**THE EXERCISE**
Your task is to restate the data word for word.

**ENTRIES PROVIDED**
** begin **

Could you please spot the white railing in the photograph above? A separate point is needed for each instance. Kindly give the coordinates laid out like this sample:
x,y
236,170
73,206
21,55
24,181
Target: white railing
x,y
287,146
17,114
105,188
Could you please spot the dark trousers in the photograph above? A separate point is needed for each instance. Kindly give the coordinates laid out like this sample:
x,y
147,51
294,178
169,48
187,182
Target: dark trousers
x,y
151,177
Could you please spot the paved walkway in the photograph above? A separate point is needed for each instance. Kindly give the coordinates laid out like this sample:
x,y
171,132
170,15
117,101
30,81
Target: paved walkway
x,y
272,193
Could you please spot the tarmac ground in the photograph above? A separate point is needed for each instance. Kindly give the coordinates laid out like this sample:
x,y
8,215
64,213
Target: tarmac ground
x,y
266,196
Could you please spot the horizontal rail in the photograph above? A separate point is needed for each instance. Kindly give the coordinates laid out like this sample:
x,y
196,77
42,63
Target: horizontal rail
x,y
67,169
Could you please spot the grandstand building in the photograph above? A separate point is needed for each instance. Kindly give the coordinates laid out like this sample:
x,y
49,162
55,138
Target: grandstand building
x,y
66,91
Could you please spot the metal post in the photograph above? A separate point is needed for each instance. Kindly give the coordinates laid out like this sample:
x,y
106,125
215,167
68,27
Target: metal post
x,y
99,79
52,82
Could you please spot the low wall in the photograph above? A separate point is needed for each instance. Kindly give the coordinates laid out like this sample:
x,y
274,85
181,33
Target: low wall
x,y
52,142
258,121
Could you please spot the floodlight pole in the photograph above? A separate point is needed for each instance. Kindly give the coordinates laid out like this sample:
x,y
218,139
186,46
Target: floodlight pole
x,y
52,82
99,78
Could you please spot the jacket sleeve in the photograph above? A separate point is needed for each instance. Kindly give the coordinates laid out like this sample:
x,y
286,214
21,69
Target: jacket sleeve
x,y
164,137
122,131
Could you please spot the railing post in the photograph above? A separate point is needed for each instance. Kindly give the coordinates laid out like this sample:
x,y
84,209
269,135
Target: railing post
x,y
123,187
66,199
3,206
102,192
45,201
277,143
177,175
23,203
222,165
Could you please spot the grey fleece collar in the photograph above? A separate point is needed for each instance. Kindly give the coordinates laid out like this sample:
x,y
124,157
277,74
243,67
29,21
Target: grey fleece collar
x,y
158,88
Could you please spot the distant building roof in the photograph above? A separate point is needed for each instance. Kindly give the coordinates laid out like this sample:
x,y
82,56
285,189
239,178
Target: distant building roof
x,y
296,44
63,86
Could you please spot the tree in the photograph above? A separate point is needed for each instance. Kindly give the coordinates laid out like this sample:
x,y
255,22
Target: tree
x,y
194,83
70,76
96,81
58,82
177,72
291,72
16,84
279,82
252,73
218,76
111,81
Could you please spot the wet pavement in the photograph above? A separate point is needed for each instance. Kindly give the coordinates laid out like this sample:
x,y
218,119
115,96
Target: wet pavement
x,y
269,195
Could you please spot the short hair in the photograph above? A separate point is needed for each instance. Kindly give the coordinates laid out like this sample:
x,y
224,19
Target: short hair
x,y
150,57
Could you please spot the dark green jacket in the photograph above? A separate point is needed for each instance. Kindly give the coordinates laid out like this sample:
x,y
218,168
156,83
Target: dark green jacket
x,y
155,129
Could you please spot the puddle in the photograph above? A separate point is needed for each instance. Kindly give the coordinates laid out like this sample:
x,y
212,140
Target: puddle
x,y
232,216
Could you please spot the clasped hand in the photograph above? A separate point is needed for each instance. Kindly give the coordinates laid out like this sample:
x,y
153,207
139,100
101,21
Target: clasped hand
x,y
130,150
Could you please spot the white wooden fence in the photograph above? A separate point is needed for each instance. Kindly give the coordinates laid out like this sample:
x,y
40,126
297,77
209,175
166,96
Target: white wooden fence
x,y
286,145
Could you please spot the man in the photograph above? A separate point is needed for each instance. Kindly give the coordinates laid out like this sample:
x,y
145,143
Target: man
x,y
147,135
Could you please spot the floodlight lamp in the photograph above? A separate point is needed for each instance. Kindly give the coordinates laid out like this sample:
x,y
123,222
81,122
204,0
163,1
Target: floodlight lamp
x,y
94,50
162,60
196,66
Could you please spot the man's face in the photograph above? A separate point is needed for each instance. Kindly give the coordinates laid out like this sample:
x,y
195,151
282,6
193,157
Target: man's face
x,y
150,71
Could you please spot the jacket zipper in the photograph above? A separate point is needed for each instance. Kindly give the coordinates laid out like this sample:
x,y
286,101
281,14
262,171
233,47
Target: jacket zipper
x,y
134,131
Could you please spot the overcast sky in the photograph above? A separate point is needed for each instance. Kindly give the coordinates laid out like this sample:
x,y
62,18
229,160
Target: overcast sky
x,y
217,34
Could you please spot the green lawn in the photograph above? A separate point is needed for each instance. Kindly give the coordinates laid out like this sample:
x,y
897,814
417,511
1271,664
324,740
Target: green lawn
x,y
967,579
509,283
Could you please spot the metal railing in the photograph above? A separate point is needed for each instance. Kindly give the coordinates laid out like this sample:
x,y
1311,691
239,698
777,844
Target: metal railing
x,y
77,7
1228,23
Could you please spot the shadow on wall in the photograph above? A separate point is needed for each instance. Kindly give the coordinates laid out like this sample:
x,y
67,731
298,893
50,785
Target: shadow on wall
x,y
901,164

** end **

**RESPONSE TO THE TASK**
Could you please spot the white railing in the photograph above? A separate point is needed for each instance. Kindly give the coordinates laid out like this sample:
x,y
236,170
73,206
21,55
24,181
Target: white railing
x,y
287,146
17,114
105,188
Could you please spot the dark trousers in the photograph above? A separate point is needed for each instance. Kindly give the coordinates laid out like this sample:
x,y
147,51
294,178
169,48
187,182
Target: dark trousers
x,y
151,177
Could you please spot the paved walkway in the photograph above? A separate point is needed for each instance. Kindly give the coordinates laid out like this sample:
x,y
171,132
170,15
117,101
30,81
Target: paved walkway
x,y
272,193
Could you please spot the tarmac ground in the photograph above? A separate point is needed for each instance. Kindly give the coordinates laid out like this sample:
x,y
8,215
64,213
Target: tarmac ground
x,y
266,196
Could you please spot the horizontal rail in the photograph above? A separate point is needed for each instance. Kindly give the coordinates laid out like this sample:
x,y
196,77
42,63
Target: horizontal rail
x,y
67,169
Could you please spot the grandstand building in the photograph above? A separate point is needed for each instance. Kindly give the coordinates laid out like this sample:
x,y
49,162
55,138
Target: grandstand building
x,y
66,91
Could you please spot the metal post in the photograph above? A separate point is needed for each instance. Kindly give the coordinates laid out like this sample:
x,y
106,125
215,167
68,27
Target: metal post
x,y
99,79
52,82
Could you please spot the low wall in the photograph above? A separate point is needed for each instance. Kindly give the coordinates laid out like this sample:
x,y
274,85
181,33
Target: low wall
x,y
52,142
258,121
Could you please spot the floodlight pole in the photograph above? A separate point is needed for each instance. Kindly give the coordinates laid out like this sample:
x,y
218,139
186,46
Target: floodlight pole
x,y
52,82
99,78
Could you please spot the jacket sleeve in the photograph above? A separate point is needed for each instance. Kindly give the coordinates laid out like this sample:
x,y
286,214
21,69
Target: jacket sleeve
x,y
164,137
122,131
Could you please spot the railing post in the photograph above? A separate point is needed for each instance. Kindly give the coordinates laid out like this sample:
x,y
84,209
269,135
Target: railing post
x,y
123,187
66,199
3,206
102,192
45,201
277,143
177,175
23,203
222,165
Could you please spot the grey fleece collar in the photograph above? A separate point is needed for each instance. Kindly give the coordinates laid out like this sample:
x,y
124,157
277,74
243,67
29,21
Target: grey fleece collar
x,y
158,88
Could you please spot the distant building roof in the photograph above? A separate point is needed for each instance. Kindly give the coordinates laid out like this sample:
x,y
82,56
285,189
239,178
Target: distant building roof
x,y
296,44
63,86
Could you please spot the tree in the photograph above? A separate point is needed for each instance. Kindly give the coordinates laid out like this sample:
x,y
255,22
Target: tree
x,y
194,83
70,76
96,81
58,82
177,72
291,72
16,84
279,82
252,73
218,76
111,81
Could you please spot the wet pavement in the photograph above? A separate point is needed for each instance. Kindly give the coordinates laid out like this sample:
x,y
218,119
115,96
Target: wet pavement
x,y
269,195
Could you please spot the short hair in the photograph above? A separate point is needed for each instance. Kindly give the coordinates laid out like this sample:
x,y
224,19
Target: short hair
x,y
150,57
Could you please spot the dark green jacket in the photograph above? A separate point is needed for each instance. Kindly give the coordinates laid out like this sample:
x,y
218,168
156,83
Target: dark green jacket
x,y
155,129
Could you please spot the puddle in the photograph above? A separate point is needed for each instance. Kindly give the coordinates laid out like this sample:
x,y
212,140
Target: puddle
x,y
232,216
Could you please spot the clasped hand in the photograph above? A separate point is needed for each instance. Kindly give the coordinates laid out like this sample:
x,y
153,207
139,100
101,21
Target: clasped hand
x,y
130,150
Could you please spot the white wooden fence in the photograph above? A separate point is needed for each instance. Kindly give the coordinates laid out like this sample:
x,y
40,126
297,77
209,175
166,96
Target: white wooden fence
x,y
286,145
Could you please spot the man in the photograph above? A separate point is needed for each instance. Kindly give the coordinates laid out like this sample:
x,y
145,143
Target: man
x,y
147,135
Could you please spot the floodlight lamp in the photograph above? A separate point is needed for each instance. Kindly give the coordinates laid out like this sample:
x,y
123,222
81,122
204,0
163,1
Target: floodlight lamp
x,y
94,50
162,60
196,66
Could you please spot the man's face in the photograph above? A separate point is needed for each instance. Kindly give the coordinates laid out like this sample:
x,y
195,151
282,6
193,157
Target: man's face
x,y
150,71
Could you please spot the jacket zipper in the photograph above? A separate point is needed for each instance. Kindly give the coordinates laid out like this sample:
x,y
286,101
281,14
262,171
233,47
Target: jacket zipper
x,y
134,131
Could you please spot the overcast sky in the photograph above? A separate point is needed for each instance. Kindly give the coordinates laid out like this sample:
x,y
62,18
229,160
Target: overcast sky
x,y
217,34
Could you please spot the green lawn in the photograph above? A separate point is needed for each instance. Kindly give the coordinates laid out like this sample:
x,y
897,814
417,511
1271,664
324,740
Target: green lawn
x,y
967,579
509,283
Could you please spot the metal railing in the photograph above? A separate point is needed for each instance. Kindly give the coordinates laid out like this sample:
x,y
1311,691
239,698
777,844
Target: metal railing
x,y
77,7
1228,23
Could you please spot the shadow on wall in the photograph above? A separate point is needed for each instance. Kindly give the coordinates laid out like this sample:
x,y
67,731
298,893
50,785
Target: shadow on wall
x,y
901,164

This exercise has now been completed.